Directions ->
In the Reddit data migration plan, pull out everything from "Phase 2: One-Time" down to "with frozen scores.".
*** Text excerpt ***
Phase 2: One-Time Data Migration
Duration: 2-3 weeks
Dependencies: Phase 1 (Schema) must be complete
Objective: Export all data from Reddit to new database schema
Overview
This phase performs a one-time export of all content from Reddit to the new database schema. Since this is a read-only archive, we don’t need dual-write complexity - just a straightforward data export with frozen scores.
Prerequisites
- Phase 1 migrations applied to database
- django-treebeard installed and configured
- Reddit API access still available
- Sufficient database storage for all content
- Backup of current database
Data Migration Strategy
1. Migration Order
Execute migrations in this specific order to maintain referential integrity:
- Users - Ensure all authors exist
- Channels - Channel metadata
- Posts - All posts with frozen scores
- Comments - All comments with frozen scores
- Comment Trees - Build MaterializedPath trees
- Relationships - Moderators, contributors
- Metadata - Widget lists, channel subscriptions
2. Migration Commands
Create Django management commands for each migration step.
*** Rows ***
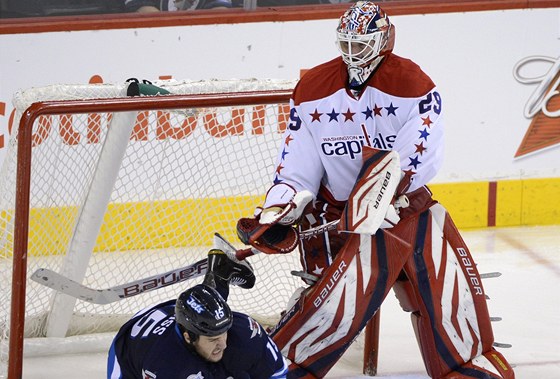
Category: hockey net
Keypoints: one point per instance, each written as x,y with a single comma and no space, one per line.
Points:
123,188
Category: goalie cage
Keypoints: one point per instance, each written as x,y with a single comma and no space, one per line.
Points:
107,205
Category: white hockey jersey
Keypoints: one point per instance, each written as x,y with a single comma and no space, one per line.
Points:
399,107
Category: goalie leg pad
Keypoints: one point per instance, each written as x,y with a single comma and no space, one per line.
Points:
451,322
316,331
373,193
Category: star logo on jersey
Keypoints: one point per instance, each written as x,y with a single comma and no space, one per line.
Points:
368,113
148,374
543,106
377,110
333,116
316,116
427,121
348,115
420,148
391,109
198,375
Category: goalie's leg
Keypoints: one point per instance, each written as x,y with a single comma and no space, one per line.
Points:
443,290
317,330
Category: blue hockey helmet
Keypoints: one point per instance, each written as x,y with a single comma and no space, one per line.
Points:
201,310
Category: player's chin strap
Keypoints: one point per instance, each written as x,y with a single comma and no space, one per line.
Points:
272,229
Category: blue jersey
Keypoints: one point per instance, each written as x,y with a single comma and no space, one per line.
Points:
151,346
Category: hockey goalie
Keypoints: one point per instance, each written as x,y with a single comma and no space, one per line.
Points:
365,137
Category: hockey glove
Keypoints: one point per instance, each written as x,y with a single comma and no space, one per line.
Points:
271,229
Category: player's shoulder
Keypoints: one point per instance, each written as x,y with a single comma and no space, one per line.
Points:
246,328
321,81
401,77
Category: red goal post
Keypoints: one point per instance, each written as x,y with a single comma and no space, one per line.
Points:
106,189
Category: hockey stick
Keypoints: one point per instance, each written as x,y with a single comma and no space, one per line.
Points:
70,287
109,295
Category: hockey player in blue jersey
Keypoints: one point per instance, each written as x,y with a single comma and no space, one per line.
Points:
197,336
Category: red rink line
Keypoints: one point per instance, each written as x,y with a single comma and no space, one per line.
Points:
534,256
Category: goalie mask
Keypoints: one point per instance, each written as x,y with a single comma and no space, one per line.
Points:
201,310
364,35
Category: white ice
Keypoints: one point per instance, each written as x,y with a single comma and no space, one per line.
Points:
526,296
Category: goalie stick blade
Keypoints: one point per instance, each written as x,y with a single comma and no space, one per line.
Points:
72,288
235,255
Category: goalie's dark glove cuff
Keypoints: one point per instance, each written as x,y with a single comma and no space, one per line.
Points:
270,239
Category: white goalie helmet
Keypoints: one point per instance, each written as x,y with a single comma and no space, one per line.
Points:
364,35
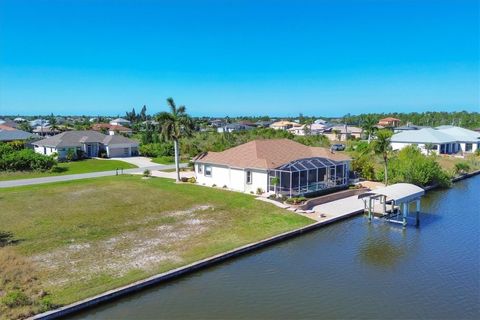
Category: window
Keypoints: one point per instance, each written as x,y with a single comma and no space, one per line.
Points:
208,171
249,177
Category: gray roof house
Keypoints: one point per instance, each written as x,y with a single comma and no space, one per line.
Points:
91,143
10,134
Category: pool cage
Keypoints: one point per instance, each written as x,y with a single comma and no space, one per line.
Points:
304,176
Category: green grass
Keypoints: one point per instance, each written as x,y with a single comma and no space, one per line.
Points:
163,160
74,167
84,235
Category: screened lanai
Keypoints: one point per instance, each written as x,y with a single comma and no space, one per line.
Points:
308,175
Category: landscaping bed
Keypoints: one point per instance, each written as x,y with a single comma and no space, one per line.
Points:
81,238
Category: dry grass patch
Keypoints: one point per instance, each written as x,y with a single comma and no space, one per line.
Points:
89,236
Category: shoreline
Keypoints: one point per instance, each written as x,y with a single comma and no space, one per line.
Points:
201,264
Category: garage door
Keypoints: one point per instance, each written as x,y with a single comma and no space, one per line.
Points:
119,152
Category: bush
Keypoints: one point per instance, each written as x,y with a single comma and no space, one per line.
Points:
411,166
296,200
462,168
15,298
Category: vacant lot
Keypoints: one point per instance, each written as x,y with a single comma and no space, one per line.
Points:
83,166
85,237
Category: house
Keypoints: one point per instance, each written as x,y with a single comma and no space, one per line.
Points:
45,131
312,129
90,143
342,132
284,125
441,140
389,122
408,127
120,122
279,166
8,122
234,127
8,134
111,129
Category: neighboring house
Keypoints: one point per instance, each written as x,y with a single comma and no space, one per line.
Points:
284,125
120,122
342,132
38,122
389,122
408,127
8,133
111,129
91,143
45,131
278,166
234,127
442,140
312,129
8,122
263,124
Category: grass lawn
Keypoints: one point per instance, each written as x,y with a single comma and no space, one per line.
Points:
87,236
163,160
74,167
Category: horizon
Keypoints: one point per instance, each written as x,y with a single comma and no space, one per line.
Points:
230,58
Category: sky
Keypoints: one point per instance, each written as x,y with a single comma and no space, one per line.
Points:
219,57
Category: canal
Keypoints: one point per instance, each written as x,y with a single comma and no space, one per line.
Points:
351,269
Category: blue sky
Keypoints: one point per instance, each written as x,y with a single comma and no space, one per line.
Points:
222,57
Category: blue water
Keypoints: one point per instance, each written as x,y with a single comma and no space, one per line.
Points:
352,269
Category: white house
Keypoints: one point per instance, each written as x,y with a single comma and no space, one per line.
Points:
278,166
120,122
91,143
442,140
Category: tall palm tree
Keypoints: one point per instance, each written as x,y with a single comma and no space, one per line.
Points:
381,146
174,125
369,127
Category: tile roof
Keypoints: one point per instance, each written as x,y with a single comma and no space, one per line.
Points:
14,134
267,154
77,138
***
The result ->
Phase 2: One-Time Data Migration
Duration: 2-3 weeks
Dependencies: Phase 1 (Schema) must be complete
Objective: Export all data from Reddit to new database schema
Overview
This phase performs a one-time export of all content from Reddit to the new database schema. Since this is a read-only archive, we don’t need dual-write complexity - just a straightforward data export with frozen scores.